■ GIVEN TASK: Take the line that has "of the fireplace" in it and every line after it to the end of the entries, and reproduce them exactly.
--- BEGIN PROVIDED MATERIAL ---
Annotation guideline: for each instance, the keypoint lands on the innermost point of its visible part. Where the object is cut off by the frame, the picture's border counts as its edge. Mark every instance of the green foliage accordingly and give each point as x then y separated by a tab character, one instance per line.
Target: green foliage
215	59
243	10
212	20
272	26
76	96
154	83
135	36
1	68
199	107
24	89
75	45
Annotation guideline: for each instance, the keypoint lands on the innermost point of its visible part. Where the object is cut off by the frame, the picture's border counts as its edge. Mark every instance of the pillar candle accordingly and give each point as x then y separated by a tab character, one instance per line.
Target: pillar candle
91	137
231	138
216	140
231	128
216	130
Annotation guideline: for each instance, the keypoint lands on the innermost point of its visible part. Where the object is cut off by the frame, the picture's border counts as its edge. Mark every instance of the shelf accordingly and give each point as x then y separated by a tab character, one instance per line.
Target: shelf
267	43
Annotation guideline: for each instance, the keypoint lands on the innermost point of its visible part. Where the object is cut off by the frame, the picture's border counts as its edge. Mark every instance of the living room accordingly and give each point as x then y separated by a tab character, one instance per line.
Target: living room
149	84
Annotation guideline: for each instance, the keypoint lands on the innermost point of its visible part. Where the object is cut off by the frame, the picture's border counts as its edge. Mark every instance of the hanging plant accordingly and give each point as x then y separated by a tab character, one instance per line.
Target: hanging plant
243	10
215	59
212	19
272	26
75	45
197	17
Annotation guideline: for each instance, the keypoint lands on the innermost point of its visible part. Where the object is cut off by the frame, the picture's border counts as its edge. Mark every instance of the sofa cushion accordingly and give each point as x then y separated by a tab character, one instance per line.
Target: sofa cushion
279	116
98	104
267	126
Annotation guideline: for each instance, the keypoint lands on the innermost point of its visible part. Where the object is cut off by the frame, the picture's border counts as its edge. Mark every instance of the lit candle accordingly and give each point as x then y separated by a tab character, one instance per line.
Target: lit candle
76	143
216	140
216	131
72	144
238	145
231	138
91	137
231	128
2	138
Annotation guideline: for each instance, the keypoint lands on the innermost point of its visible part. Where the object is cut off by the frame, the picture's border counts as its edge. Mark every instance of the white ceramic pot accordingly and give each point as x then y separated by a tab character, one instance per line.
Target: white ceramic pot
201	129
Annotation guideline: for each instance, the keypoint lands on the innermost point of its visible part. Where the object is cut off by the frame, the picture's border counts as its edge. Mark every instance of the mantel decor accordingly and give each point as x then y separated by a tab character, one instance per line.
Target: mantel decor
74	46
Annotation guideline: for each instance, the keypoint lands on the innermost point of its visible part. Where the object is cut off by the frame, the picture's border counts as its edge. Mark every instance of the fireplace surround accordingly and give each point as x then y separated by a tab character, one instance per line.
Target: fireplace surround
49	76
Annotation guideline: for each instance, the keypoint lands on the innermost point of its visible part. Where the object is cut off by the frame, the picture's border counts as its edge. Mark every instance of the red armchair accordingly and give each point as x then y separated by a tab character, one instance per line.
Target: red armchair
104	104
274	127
--- END PROVIDED MATERIAL ---
■ SOLVED PROBLEM:
Annotation guideline: for each instance, the keypoint lands on the innermost point of its visible part. Where the object is cut off by the frame, the picture's border counts as its edge. Mark every instance of the fireplace surround accordingly and give each point as x then y separated by a tab character, one instance per line.
Target: fireplace surround
49	76
Annotation guideline: for each instance, the keypoint lands on the innermost point of its visible part. Where the object is cut off by the frame, the picture's border counts as its edge. Mark every instance of the red armchair accordingly and give each point as x then y separated by a tab character, one instance per line.
Target: red armchair
104	104
274	127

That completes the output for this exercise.